- [PASSAGE SHOWN]:
********
This specification defines asm.js, a strict subset of JavaScript that can be used as a low-level, efficient target language for compilers. The asm.js language provides an abstraction similar to the C/C++ virtual machine: a large binary heap with efficient loads and stores, integer and floating-point arithmetic, first-order function definitions, and function pointers.
The asm.js programming model is built around integer and floating-point arithmetic and a virtual heap represented as a typed array. While JavaScript does not directly provide constructs for dealing with integers, they can be emulated using two tricks:
As an example of the former, if we have
an Int32Array
view of the heap called HEAP32, then we can load the
32-bit integer at byte offset p:
HEAP32[p >> 2]|0
The shift converts the byte offset to a 32-bit element offset, and
the bitwise coercion ensures that an out-of-bounds access is coerced
from undefined back to an integer.
As an example of integer arithmetic, addition can be performed by taking two integer values, adding them with the built-in addition operator, and coercing the result back to an integer via the bitwise or operator:
(x+y)|0
This programming model is directly inspired by the techniques pioneered by the Emscripten and Mandreel compilers.
The asm.js sub-language is defined by a static type system that can be checked at JavaScript parse time. Validation of asm.js code is designed to be "pay-as-you-go" in that it is never performed on code that does not request it. An asm.js module requests validation by means of a special prologue directive, similar to that of ECMAScript Edition 5's strict mode:
function MyAsmModule() {
"use asm";
// module body
}
This explicit directive allows JavaScript engines to avoid performing pointless and potentially costly validation on other JavaScript code, and to report validation errors in developer consoles only where relevant.
********
- [SET PROBLEM 1]: According to the asm.js passage, which compilers pioneered the techniques that inspired its programming model?
- [SET PROBLEM 2]: Write the next part of the asm.js passage, picking up right after its final sentence.

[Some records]
********
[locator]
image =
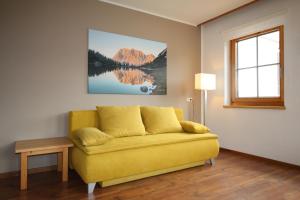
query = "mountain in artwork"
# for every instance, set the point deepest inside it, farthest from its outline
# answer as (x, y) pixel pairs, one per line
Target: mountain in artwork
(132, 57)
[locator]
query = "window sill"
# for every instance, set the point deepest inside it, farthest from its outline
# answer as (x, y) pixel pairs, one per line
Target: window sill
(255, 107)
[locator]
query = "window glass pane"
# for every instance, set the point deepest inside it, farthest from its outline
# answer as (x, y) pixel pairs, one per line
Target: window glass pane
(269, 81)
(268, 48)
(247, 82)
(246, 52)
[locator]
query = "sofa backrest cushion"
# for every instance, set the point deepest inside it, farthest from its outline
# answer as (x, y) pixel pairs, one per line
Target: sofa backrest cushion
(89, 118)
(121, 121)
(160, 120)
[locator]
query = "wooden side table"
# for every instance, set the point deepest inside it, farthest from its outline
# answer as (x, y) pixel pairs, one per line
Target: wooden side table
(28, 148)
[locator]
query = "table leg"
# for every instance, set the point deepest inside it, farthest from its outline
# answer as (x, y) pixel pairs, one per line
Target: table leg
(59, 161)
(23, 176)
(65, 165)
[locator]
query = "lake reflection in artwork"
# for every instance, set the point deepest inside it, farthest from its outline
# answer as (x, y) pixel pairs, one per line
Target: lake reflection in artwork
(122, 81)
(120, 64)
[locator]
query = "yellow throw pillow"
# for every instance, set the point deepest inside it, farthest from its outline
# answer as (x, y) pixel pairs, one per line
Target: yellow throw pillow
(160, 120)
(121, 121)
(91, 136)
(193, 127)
********
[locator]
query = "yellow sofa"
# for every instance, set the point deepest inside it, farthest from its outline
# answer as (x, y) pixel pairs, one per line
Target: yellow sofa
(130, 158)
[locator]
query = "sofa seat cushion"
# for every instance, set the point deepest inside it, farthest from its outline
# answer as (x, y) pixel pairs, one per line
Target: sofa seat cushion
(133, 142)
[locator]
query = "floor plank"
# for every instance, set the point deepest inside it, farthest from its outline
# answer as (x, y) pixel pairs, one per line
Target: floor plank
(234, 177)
********
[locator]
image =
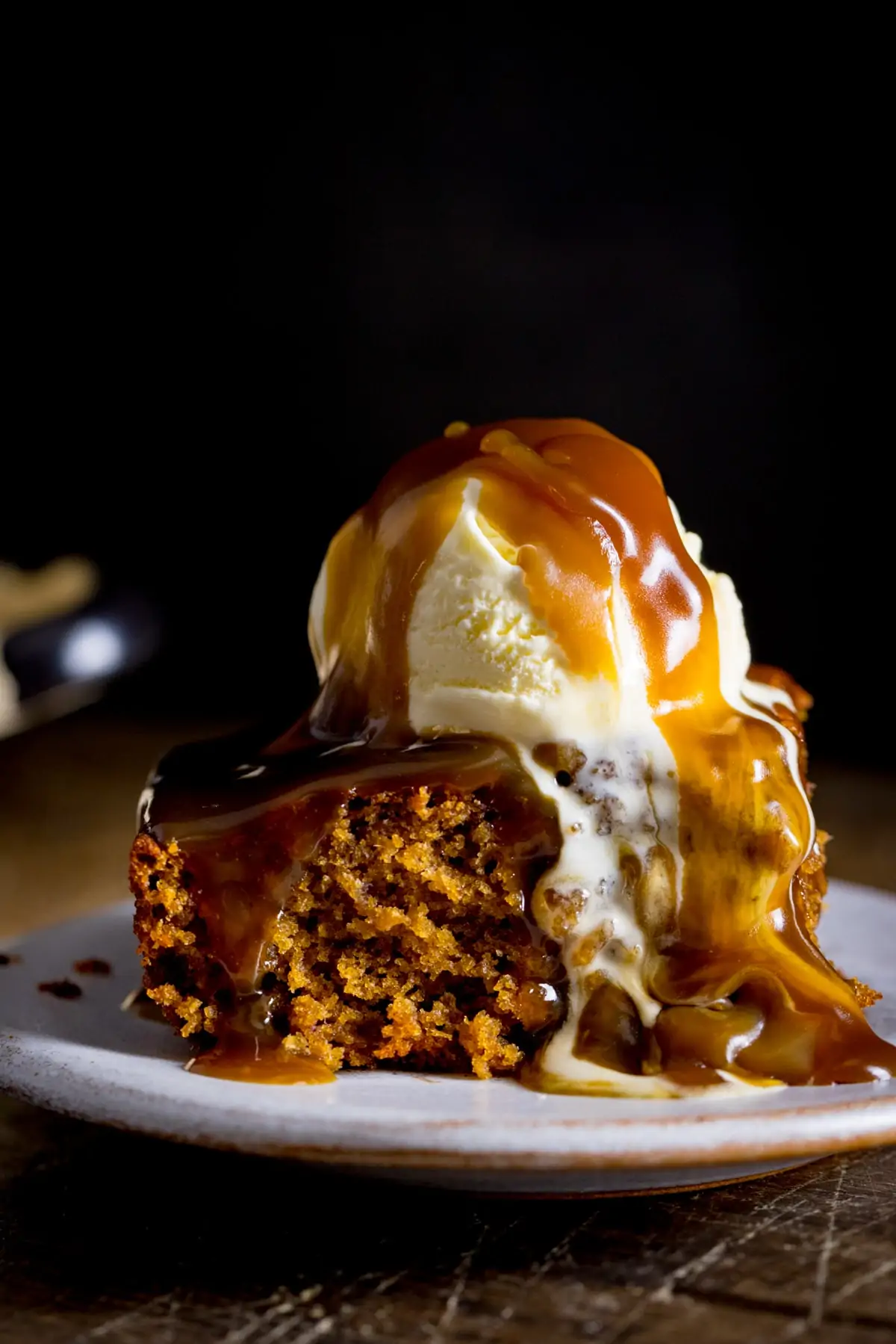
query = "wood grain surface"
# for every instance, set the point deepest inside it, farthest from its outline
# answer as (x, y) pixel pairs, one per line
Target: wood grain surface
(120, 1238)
********
- [FINAL RESULT 1]: The Emscripten and Mandreel compilers.

- [FINAL RESULT 2]:
Because asm.js is a strict subset of JavaScript, this specification only defines the validation logic—the execution semantics is simply that of JavaScript. However, validated asm.js is amenable to ahead-of-time (AOT) compilation. Moreover, the code generated by an AOT compiler can be quite efficient, featuring:
Code that fails to validate must fall back to execution by traditional means, e.g., interpretation and/or just-in-time (JIT) compilation.
Using an asm.js module requires calling its function to obtain an object containing the module's exports; this is known as linking. An asm.js module can also be given access to standard libraries and custom JavaScript functions through linking. An AOT implementation must perform certain dynamic checks to check compile-time assumptions about the linked libraries in order to make use of the compiled code.
This figure depicts a simple architecture of an AOT implementation that otherwise employs a simple interpreter. If either dynamic or static validation fails, the implementation must fall back to the interpreter. But if both validations succeed, calling the module exports executes the binary executable code generated by AOT compilation.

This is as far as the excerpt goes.